*REQUIRED ACTION:* Each entry must be written out again exactly as it stands.

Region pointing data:
Content starts
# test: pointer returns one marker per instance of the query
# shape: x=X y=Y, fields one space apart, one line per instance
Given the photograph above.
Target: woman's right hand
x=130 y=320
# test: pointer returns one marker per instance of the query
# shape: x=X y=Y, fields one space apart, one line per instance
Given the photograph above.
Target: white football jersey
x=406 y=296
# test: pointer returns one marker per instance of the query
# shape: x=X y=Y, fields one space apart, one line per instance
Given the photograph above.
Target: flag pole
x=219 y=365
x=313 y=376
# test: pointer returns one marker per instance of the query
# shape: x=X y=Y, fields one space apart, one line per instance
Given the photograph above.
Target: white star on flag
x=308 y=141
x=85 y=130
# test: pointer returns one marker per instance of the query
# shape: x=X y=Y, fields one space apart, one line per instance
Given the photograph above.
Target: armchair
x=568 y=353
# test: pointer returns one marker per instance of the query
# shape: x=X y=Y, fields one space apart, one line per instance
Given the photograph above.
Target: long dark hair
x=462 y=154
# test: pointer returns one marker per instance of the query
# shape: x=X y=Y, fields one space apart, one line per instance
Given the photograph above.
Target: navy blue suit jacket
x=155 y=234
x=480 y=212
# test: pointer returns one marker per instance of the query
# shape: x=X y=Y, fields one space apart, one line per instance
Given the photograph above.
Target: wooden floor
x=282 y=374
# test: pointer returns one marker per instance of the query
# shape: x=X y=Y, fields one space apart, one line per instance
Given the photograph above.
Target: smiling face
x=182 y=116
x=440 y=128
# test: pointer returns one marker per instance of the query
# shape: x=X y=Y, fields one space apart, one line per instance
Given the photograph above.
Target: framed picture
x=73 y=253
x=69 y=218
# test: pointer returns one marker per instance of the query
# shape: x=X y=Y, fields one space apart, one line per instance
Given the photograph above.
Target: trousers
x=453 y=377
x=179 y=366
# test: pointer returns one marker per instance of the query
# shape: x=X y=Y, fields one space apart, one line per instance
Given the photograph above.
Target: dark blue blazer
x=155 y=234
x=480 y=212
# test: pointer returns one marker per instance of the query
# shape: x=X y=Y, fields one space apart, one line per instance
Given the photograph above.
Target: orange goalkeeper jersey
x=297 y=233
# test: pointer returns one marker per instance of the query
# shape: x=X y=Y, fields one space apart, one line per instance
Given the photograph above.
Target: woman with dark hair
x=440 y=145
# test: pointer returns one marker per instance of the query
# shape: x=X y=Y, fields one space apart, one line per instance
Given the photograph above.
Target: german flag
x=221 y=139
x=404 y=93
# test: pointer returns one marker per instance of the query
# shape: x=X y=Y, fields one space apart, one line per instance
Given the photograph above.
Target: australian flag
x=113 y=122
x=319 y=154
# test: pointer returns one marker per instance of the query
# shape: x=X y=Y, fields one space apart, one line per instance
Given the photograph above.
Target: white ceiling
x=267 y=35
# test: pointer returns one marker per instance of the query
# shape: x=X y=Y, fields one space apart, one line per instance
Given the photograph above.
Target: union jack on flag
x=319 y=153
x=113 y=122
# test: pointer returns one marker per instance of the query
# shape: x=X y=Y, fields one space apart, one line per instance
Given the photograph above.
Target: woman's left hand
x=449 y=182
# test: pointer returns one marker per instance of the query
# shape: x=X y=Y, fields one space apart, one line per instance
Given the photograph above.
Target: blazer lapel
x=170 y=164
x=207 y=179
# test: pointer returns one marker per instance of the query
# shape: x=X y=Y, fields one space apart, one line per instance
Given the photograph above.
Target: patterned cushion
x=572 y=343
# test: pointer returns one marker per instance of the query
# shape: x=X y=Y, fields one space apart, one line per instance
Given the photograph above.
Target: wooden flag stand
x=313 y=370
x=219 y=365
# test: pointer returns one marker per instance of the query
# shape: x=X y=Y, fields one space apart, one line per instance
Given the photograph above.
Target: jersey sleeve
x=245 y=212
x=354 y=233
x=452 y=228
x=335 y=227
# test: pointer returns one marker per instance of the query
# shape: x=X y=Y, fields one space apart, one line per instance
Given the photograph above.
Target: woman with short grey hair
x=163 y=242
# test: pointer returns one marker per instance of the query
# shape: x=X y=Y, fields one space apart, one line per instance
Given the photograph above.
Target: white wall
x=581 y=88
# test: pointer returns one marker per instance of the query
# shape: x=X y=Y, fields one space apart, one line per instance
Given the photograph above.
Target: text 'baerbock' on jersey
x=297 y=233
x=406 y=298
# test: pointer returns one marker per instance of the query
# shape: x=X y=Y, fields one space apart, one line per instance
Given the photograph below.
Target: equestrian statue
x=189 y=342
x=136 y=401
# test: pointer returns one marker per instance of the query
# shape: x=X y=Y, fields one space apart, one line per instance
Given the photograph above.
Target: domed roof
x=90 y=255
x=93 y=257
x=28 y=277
Content ends
*OUTPUT OF THE TASK:*
# test: pointer returns one marker per instance of the query
# shape: x=X y=Y, fields one space apart, one line per instance
Given the photograph above.
Target: woman's right hand
x=130 y=320
# test: pointer returns one marker per instance of the query
# shape: x=X y=Y, fields one space apart, one line per instance
Given the photograph above.
Target: white football jersey
x=406 y=296
# test: pointer returns one marker per instance of the query
# shape: x=X y=Y, fields one space apart, one line per instance
Given the photograph above.
Target: flag pole
x=219 y=365
x=313 y=376
# test: pointer returns one marker per instance of the query
# shape: x=X y=Y, fields one space apart, one line per instance
Given the photograph above.
Target: white star on flag
x=308 y=141
x=85 y=130
# test: pointer returns one marker per instance of the query
# shape: x=X y=Y, fields one space apart, one line per instance
Given the photograph above.
Target: armchair
x=568 y=353
# test: pointer returns one marker per instance of the query
# shape: x=X y=Y, fields one space apart, one line per instance
Given the photograph above.
Target: long dark hair
x=462 y=154
# test: pointer returns one marker per instance of the query
# shape: x=X y=Y, fields one space apart, one line per instance
Given the photograph above.
Target: navy blue suit jacket
x=155 y=234
x=480 y=212
# test: pointer returns one marker per instance of the query
# shape: x=X y=Y, fields one space apart, one line per instance
Given the photograph above.
Target: wooden floor
x=282 y=374
# test: pointer returns one marker per instance of the query
# shape: x=X y=Y, fields one space apart, one line per instance
Given the photograph above.
Target: smiling face
x=182 y=116
x=440 y=128
# test: pointer returns one marker per instance of the query
# shape: x=X y=Y, fields one space apart, one line per instance
Given the photograph above.
Target: framed picture
x=73 y=253
x=69 y=218
# test: pointer returns one marker per instance of the query
# shape: x=X y=Y, fields one space apart, one line per instance
Given the photograph above.
Target: trousers
x=453 y=377
x=179 y=366
# test: pointer returns one marker per instance of the query
# shape: x=X y=Y, fields one space apart, one line per instance
Given the photograph above.
Target: dark blue blazer
x=155 y=234
x=480 y=212
# test: pointer returns one marker per instance of the query
# shape: x=X y=Y, fields one space apart, one line per instance
Given the photograph above.
Target: orange goalkeeper jersey
x=297 y=233
# test: pointer returns one marker per instance of the query
# shape: x=X y=Y, fields one space apart, one line per instance
Given the photograph above.
Target: woman with dark hair
x=440 y=145
# test: pointer returns one marker per instance of the query
# shape: x=X y=Y, fields one space apart, one line per instance
Given the photograph above.
Target: german flag
x=221 y=139
x=404 y=93
# test: pointer returns one marker per instance of the query
# shape: x=X y=Y, fields one space apart, one line per instance
Given the photograph above.
Target: australian flag
x=113 y=122
x=319 y=154
# test: pointer returns one marker per instance of the query
# shape: x=X y=Y, fields one space apart, one line per instance
Given the photograph above.
Target: white ceiling
x=267 y=35
# test: pointer returns one marker per instance of the query
# shape: x=X y=Y, fields one space apart, one line per instance
Given the photograph above.
Target: union jack on flag
x=319 y=153
x=113 y=122
# test: pointer returns one marker per instance of the query
# shape: x=X y=Y, fields one space apart, one line per instance
Given the photograph above.
Target: woman's left hand
x=449 y=182
# test: pointer returns one marker per instance of the query
# shape: x=X y=Y, fields one space apart, one line per instance
Given the photograph above.
Target: blazer lapel
x=170 y=164
x=207 y=179
# test: pointer returns one marker per instance of the query
# shape: x=X y=Y, fields one space apart, one line per instance
Given the photograph above.
Target: patterned cushion
x=572 y=343
# test: pointer returns one marker per instance of the query
# shape: x=X y=Y, fields one space apart, one line per instance
Given the photograph above.
Target: wooden flag stand
x=313 y=370
x=219 y=365
# test: pointer returns one marker per instance of the query
# shape: x=X y=Y, fields one space apart, one line per instance
Given the photograph above.
Target: jersey sleeve
x=245 y=212
x=354 y=233
x=452 y=228
x=335 y=227
# test: pointer returns one marker per instance of the query
# shape: x=X y=Y, fields one space apart, one line per instance
Given the photograph above.
Target: woman with short grey hair
x=163 y=242
# test: pointer returns one marker per instance of the query
# shape: x=X y=Y, fields one space apart, one line per instance
Given the photograph above.
Target: white wall
x=581 y=88
# test: pointer returns one marker per instance of the query
# shape: x=X y=Y, fields one space apart, one line per instance
Given the photograph above.
Target: text 'baerbock' on jersey
x=297 y=233
x=406 y=298
# test: pointer returns one marker per instance of the query
# shape: x=X y=Y, fields one space apart, one line per instance
Given the photograph below.
Target: equestrian statue
x=189 y=342
x=136 y=401
# test: pointer returns one marker per instance of the query
# shape: x=X y=Y, fields one space apart, one line per instance
Given the photograph above.
Target: domed roof
x=90 y=255
x=93 y=257
x=28 y=277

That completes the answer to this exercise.